-- Opening Marker --

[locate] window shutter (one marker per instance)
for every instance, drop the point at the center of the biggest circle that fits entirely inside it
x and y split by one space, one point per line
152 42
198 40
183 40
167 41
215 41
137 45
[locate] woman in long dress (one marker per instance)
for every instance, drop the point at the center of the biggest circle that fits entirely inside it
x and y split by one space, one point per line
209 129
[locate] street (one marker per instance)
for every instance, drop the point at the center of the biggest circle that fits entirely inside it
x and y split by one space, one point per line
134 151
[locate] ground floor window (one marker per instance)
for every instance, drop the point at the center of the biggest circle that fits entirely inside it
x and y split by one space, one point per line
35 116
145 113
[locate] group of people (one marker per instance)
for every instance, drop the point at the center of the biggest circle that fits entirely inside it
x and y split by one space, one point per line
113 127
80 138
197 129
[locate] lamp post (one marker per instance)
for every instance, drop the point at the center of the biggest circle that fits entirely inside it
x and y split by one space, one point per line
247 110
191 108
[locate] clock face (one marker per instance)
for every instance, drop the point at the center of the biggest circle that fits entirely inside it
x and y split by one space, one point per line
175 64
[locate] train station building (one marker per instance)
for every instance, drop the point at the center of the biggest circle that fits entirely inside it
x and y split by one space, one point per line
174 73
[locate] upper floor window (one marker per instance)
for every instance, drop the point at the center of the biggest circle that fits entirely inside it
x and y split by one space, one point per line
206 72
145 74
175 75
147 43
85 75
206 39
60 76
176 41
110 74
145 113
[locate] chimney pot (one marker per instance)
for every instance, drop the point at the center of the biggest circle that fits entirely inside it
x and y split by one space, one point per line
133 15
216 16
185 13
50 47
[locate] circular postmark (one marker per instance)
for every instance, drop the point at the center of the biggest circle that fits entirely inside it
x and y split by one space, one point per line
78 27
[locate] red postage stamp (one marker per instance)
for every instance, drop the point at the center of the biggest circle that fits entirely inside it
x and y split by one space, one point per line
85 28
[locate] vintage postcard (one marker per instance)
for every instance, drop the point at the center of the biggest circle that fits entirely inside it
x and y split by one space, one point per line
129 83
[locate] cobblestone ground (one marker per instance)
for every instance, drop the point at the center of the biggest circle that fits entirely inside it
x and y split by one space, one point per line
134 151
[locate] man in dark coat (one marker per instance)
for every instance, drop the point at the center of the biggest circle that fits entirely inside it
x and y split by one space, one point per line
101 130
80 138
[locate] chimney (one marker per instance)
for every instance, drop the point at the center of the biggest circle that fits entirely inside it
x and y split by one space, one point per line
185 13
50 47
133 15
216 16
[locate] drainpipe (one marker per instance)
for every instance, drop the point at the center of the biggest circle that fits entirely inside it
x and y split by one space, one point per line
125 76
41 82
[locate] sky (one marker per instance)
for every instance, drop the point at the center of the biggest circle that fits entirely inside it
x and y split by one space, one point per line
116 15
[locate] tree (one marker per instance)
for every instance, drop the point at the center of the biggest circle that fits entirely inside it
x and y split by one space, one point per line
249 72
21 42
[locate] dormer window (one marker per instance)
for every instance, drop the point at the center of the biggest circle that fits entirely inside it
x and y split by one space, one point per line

-- Closing Marker --

> Goal of the exercise: Search the entries for the line holding "[locate] tree (one marker per instance)". Return that line and the ones after it through the last, exactly.

> Response area:
[locate] tree (one marker per instance)
for every instance, drop the point at the center of the biggest circle that fits entirely inside it
x and y split by one space, one point per line
249 72
21 42
[locate] dormer window (one marker per instance)
for every instance, drop the point at the center of the biggest circle that fits entirely inside it
x and y split by one space, one point per line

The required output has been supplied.